__INSTRUCTIONS TO FOLLOW__:
Where in the records does the word "bounding" occur? Copy each line in which it does.

━━ SUPPLIED RECORDS

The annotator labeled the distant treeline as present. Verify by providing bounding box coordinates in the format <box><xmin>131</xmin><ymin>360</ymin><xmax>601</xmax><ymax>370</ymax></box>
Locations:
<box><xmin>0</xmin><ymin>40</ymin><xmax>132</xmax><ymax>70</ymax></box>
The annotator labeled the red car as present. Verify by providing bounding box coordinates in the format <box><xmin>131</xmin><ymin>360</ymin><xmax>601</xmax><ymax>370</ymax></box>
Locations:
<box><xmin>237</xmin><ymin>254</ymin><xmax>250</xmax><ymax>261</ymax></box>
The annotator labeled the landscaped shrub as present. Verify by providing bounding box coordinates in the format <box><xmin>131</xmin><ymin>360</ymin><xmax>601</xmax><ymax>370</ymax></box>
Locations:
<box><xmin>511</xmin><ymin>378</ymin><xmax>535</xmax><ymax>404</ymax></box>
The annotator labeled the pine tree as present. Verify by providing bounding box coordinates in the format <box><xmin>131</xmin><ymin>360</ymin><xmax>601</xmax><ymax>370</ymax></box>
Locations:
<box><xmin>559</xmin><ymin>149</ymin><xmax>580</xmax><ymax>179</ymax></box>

━━━━

__WRITTEN ANSWER__:
The annotator labeled the distant treeline as present. Verify by providing bounding box coordinates in the format <box><xmin>131</xmin><ymin>360</ymin><xmax>601</xmax><ymax>370</ymax></box>
The annotator labeled the red car as present. Verify by providing bounding box coordinates in the format <box><xmin>131</xmin><ymin>360</ymin><xmax>601</xmax><ymax>370</ymax></box>
The annotator labeled the landscaped shrub as present. Verify by providing bounding box coordinates in the format <box><xmin>131</xmin><ymin>360</ymin><xmax>601</xmax><ymax>370</ymax></box>
The annotator labeled the pine tree as present. Verify by providing bounding box coordinates in the format <box><xmin>131</xmin><ymin>360</ymin><xmax>601</xmax><ymax>370</ymax></box>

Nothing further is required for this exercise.